[What you will do] Reproduce all of the listing below without alteration.

** start Supplied data **

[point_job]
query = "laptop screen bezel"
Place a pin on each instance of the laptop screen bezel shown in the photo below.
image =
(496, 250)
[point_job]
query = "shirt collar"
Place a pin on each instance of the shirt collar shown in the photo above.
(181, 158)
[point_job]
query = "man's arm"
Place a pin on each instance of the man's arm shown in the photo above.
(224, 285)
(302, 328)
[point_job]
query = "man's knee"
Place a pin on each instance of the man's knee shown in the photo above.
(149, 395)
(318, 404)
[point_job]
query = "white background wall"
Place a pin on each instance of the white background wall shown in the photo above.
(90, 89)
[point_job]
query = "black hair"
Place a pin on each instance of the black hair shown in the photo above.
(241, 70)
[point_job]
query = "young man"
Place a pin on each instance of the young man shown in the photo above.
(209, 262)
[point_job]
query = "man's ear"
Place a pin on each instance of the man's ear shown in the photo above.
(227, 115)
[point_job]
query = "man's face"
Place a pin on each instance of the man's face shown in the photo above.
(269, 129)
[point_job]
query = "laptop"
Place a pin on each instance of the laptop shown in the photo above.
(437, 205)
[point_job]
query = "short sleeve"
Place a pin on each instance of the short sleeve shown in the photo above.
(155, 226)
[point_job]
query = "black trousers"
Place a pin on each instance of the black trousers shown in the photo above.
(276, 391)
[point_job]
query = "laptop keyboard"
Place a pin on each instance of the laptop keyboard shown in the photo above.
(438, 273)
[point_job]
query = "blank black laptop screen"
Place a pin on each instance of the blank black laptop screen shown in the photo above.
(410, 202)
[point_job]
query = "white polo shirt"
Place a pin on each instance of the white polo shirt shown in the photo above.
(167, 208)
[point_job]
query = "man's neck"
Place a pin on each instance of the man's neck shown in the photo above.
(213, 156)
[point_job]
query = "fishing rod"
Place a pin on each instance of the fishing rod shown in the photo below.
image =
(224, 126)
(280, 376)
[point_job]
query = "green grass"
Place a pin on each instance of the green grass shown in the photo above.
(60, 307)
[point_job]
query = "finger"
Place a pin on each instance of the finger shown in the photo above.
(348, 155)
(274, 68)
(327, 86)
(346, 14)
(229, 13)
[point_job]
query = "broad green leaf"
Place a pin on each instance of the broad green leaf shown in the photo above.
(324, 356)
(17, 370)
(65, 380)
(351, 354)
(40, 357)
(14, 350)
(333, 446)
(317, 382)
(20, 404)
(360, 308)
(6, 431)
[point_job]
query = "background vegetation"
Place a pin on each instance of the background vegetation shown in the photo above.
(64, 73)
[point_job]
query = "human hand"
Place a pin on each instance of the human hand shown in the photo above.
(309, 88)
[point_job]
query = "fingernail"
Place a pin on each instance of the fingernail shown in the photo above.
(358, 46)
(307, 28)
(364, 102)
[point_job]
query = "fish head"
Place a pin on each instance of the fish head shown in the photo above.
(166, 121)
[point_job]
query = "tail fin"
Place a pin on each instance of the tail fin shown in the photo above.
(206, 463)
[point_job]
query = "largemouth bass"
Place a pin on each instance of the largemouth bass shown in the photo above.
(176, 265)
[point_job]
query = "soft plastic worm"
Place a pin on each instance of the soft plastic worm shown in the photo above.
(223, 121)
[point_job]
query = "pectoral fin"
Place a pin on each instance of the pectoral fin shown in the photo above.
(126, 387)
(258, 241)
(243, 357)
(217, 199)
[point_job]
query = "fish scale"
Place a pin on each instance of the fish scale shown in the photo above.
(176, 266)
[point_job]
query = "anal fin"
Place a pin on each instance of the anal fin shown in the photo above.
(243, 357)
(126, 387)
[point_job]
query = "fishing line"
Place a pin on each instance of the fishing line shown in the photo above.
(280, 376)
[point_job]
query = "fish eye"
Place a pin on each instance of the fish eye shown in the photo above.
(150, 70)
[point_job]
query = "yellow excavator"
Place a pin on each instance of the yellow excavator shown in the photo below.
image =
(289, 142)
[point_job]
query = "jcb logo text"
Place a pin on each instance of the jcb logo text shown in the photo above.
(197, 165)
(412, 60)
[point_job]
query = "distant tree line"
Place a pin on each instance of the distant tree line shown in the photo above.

** end Supplied data **

[Final answer]
[point_job]
query = "laptop screen bezel"
Place a pin on each instance of the laptop screen bezel shown in the photo below.
image =
(496, 250)
[point_job]
query = "shirt collar"
Place a pin on each instance of the shirt collar shown in the photo above.
(181, 158)
[point_job]
query = "man's arm"
Place a pin on each instance of the man's arm shown in the photo above.
(224, 285)
(302, 328)
[point_job]
query = "man's knee"
Place a pin on each instance of the man's knee shown in the photo above.
(149, 395)
(318, 404)
[point_job]
query = "white background wall"
Place a pin on each instance of the white background wall shown in the photo above.
(90, 89)
[point_job]
query = "black hair"
Place a pin on each instance of the black hair shown in the photo above.
(241, 70)
[point_job]
query = "young man"
Place a pin on each instance of the young man shown in the photo above.
(209, 262)
[point_job]
query = "man's ear"
Place a pin on each instance of the man's ear shown in the photo above.
(227, 115)
[point_job]
query = "man's face"
Place a pin on each instance of the man's face shown in the photo above.
(269, 129)
[point_job]
query = "laptop"
Place a pin on each instance of the laptop shown in the photo above.
(437, 205)
[point_job]
query = "short sleeve"
Place a pin on each instance of the short sleeve shown in the photo above.
(155, 226)
[point_job]
query = "black trousers"
Place a pin on each instance of the black trousers shown in the photo above.
(276, 391)
[point_job]
query = "laptop keyboard"
Place a pin on each instance of the laptop keyboard shown in the photo above.
(438, 273)
[point_job]
query = "blank black laptop screen"
Place a pin on each instance of the blank black laptop screen shown in the photo above.
(410, 202)
[point_job]
query = "white polo shirt"
Place a pin on each instance of the white polo shirt shown in the photo above.
(167, 208)
[point_job]
query = "man's neck"
Place a pin on each instance of the man's neck shown in the photo above.
(213, 156)
[point_job]
query = "fishing rod"
Place a pin on each instance of the fishing rod shown in the photo below.
image =
(224, 126)
(280, 376)
[point_job]
query = "green grass"
Place a pin on each instance of the green grass shown in the photo above.
(60, 307)
[point_job]
query = "finger"
Place a pin on each instance of the finger shown in the photo above.
(348, 155)
(274, 68)
(327, 86)
(346, 14)
(229, 13)
[point_job]
query = "broad green leaf"
Place a pin on each instance of the broad green leaf shown in the photo above.
(324, 356)
(17, 370)
(65, 380)
(351, 354)
(40, 357)
(14, 350)
(333, 446)
(317, 382)
(20, 404)
(360, 308)
(6, 431)
[point_job]
query = "background vegetation"
Place a pin on each instance of the background vegetation shown in the photo above.
(64, 73)
[point_job]
query = "human hand"
Place a pin on each instance of the human hand shown in the photo above.
(309, 88)
[point_job]
query = "fingernail"
Place a pin on each instance of the fingernail shown in the photo above.
(358, 46)
(307, 28)
(364, 102)
[point_job]
query = "fish head"
Place a pin on each instance of the fish head shown in the photo above.
(166, 121)
[point_job]
query = "tail fin"
Place a pin on each instance of the tail fin shown in the photo above.
(206, 463)
[point_job]
query = "largemouth bass"
Place a pin on each instance of the largemouth bass shown in the photo above.
(176, 265)
[point_job]
query = "soft plastic worm"
Place a pin on each instance of the soft plastic worm shown in the photo above.
(223, 121)
[point_job]
query = "pectoral fin"
Place a pin on each instance of the pectoral fin shown in the photo above.
(126, 387)
(258, 241)
(243, 357)
(217, 199)
[point_job]
query = "fish scale"
Place a pin on each instance of the fish scale shown in the photo above.
(176, 266)
[point_job]
query = "anal fin"
Place a pin on each instance of the anal fin shown in the photo above.
(243, 357)
(126, 387)
[point_job]
query = "fishing line"
Place a pin on each instance of the fishing line shown in the photo above.
(280, 376)
[point_job]
query = "fish eye"
Place a pin on each instance of the fish eye shown in the photo above.
(150, 70)
[point_job]
query = "yellow excavator"
Place a pin on each instance of the yellow excavator shown in the photo below.
image =
(289, 142)
[point_job]
query = "jcb logo text"
Place a pin on each instance of the jcb logo text shown in the photo above.
(197, 165)
(412, 60)
[point_job]
query = "distant tree line"
Place a pin on each instance of the distant tree line shown in the photo above.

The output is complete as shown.